■ Stated task ■
Reproduce the passage on India's development and emissions between "Is Industrialization Possible" and "India’s power generation.", inclusive, substituting "puzzling" for "perplexing".

Development + Emissions Cuts

Economists, as well as industry analysts, are trying to figure out how the country will juggle development of its infrastructure and industry, especially in the light of the ‘Make In India’ campaign, and keeping pollution levels down.

The INDC mentioned some big-ticket infrastructure projects such as the dedicated rail freight corridor to shift away from road transportation. Researchers such as Navroz Dubash, senior fellow at the Centre for Policy Research, New Delhi, has dubbed this section as “somewhat vague.” But in the same breath, analysts and environmental groups have welcomed it because it brings a climate perspective to a huge portion of the economy, including energy, transportation, water, forests, agriculture.

Unlike countries such as China and the US, the Indian plan does not commit to an absolute reduction or peak level for carbon emissions, acknowledging, tacitly, that India’s pollution will continue to grow, although maybe at a slower pace.

Is Industrialization Possible Without Coal-Fired Power?

On another front, analysts have found India’s continued commitment to expanding coal power capacity quite perplexing. In the submitted plan, coal continues to dominate India’s power generation.

■ Information shown ■

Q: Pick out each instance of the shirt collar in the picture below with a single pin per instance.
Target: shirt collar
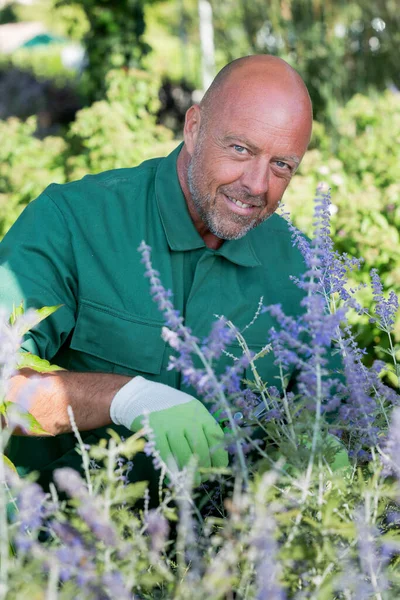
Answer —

■ Solution ■
Is Industrialization Possible Without Coal-Fired Power?

On another front, analysts have found India’s continued commitment to expanding coal power capacity quite puzzling. In the submitted plan, coal continues to dominate India’s power generation.